» YOUR ASSIGNMENT
Please continue the text on weight loss and exercise for knee arthritis below, starting after its final sentence.

» SELECTED TEXT

┌────────

In 2008, the American Academy of Orthopaedic Surgeons released guidelines for non-operative treatment of patients with knee osteoarthritis. According to their evidence-based guidelines, their highest recommendation was a trial of weight loss with diet and exercise15.

How effective can weight loss be?

A prominent study found that your chances of developing arthritis in the knees was 50% less with a decrease in body mass index (weight in kg/height in meters squared) of 2 points or more16.

It’s also been shown that 5 kilograms (roughly 11 pounds) of weight loss reduces your chances of arthritis by 50%17.

You’ve heard it before, I know – losing weight helps everything, right? Blah, blah, blah…

To put this into perspective, though, the force on each knee per step is equivalent to around 2 to 3 times your body weight. So if you’re carrying an additional 33 pounds of body weight, that’s 100 extra pounds of force on each knee per step.

Assuming you take at least 2000 steps per day, that’s an additional 100 extra tons of force on each knee per day18. So… yeah, 33 pounds of weight loss can make a big difference on your knees.

What kind of exercise is best for knee arthritis?

Meta analysis studies show that aerobic exercise leads to better long-term function in active patients with knee arthritis19. I generally recommend a stationary bike, particularly the recumbent type. One good thing about a bike is that it is low-impact, resulting in very little force on the knees. It also gets the knees moving and, as we PTs often say: “Motion is Lotion.”

Physical Therapy can also help the knees. If you’re lacking range of motion, we can help with mobility. We can also help determine any particular weaknesses you might have that, if strengthened, can take pressure off of the knees.

Strengthening the Quadriceps muscles, even if you do end up having a Knee Replacement in the future, can still be beneficial. It’s been shown that your Quadriceps strength before surgery is predictive of your function 1 year after surgery20 – so start strengthening!

└────────

» DATASET EXCERPTS
┌────────

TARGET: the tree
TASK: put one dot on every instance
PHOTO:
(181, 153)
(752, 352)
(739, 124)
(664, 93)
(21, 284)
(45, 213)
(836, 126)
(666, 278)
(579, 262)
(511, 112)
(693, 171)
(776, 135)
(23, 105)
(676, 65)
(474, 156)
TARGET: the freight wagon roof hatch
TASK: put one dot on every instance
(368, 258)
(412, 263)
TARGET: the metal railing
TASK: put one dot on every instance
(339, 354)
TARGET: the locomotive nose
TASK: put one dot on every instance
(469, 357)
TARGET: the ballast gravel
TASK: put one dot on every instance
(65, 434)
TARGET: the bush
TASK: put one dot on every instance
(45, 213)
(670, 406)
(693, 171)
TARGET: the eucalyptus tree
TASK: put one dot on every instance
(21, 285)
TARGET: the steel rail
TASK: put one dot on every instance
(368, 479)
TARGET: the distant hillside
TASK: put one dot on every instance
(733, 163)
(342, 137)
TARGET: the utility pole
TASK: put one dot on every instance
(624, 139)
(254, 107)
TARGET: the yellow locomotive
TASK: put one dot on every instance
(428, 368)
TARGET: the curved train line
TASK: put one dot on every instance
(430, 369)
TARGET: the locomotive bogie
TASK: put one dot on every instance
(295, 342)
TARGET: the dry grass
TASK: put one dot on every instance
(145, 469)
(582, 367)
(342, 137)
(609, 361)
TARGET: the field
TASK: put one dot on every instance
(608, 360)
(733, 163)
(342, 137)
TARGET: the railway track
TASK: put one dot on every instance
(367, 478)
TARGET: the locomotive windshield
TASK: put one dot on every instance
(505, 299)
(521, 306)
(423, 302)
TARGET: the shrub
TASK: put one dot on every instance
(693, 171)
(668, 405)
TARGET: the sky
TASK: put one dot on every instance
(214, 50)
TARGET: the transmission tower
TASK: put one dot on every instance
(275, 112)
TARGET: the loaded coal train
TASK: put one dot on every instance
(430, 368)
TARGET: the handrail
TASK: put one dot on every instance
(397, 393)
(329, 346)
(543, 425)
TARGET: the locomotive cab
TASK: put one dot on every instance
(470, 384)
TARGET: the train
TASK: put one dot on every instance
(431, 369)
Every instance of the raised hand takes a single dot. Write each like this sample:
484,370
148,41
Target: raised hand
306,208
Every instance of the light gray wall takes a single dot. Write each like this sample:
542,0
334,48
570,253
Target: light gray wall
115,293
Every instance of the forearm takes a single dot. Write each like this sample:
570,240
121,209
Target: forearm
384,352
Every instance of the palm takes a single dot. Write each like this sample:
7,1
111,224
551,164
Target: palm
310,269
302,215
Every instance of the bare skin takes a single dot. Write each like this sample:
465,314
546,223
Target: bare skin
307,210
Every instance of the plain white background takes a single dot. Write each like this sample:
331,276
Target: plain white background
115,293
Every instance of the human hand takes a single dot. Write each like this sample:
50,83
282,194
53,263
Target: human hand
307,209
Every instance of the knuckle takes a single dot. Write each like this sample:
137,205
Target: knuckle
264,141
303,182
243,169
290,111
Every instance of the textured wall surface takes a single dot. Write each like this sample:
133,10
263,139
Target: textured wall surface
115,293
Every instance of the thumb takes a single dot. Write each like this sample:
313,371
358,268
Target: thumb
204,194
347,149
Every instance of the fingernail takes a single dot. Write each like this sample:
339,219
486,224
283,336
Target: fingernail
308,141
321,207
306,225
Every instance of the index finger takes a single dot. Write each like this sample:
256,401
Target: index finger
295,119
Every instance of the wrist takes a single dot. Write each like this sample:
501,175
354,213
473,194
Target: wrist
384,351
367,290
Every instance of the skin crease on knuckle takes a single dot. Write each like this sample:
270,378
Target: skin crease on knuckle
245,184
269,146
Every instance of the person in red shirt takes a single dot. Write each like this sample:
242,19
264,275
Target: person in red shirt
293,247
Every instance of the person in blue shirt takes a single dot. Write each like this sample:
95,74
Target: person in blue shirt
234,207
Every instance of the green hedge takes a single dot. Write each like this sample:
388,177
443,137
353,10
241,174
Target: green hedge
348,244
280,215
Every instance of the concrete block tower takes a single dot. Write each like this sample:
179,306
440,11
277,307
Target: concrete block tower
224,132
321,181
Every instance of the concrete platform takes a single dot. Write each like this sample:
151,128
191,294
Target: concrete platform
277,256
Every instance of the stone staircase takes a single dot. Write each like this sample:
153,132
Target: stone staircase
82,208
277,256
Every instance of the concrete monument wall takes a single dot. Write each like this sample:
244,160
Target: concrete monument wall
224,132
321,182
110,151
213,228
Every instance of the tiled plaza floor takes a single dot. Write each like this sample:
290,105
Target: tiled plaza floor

└────────

» OUTPUT OF THE EXERCISE
If, by chance, all conservative options fail after at least 6 months of effort and you’re still having severe persistent pain that’s limiting your activities of daily living, surgery might be on the table for discussion.

Let’s talk about your options.

Other than the Knee Replacement, some less invasive surgical options might include Arthroscopy for debridement of the arthritic sections of the knee or a Meniscectomy for meniscus tears.

Arthroscopic Surgery of the knee is controversial. As far as the outcomes, around 50% to 75% of patients will have some relief. However, 15% of these patients progress to a Knee Replacement within 1 year, and only 44% have a significant decrease in functional pain21.

A 2002 study tested the efficacy of arthroscopic knee surgery. Without knowing which, subjects with knee osteoarthritis either had arthroscopic knee surgery or a sham surgery.

Sham surgery isn’t real surgery – it involves getting minor stab wounds but no entry of the surgical equipment into the joint. So, the recipients in the study wouldn’t know whether they actually had the surgery or not.

Early on, both groups showed signs of pain reduction. After two years, though, there was essentially no difference in pain in either group from when they started22.

Meniscectomy is equally controversial and outcomes aren’t any more impressive. A recent study showed that outcomes of the arthroscopic partial meniscectomy were no better than sham surgery immediately after and 12 months after initial testing23 – yikes!

I’m not a surgeon, but the results of these studies speak for themselves.

Another option for surgery – if only one section of the knee has arthritis – would be a Unicompartmental Knee Arthroplasty. Results of this option show 60% less chance of post-op complications. However, the revision rates are 5.4 times higher than a Total Knee Replacement24.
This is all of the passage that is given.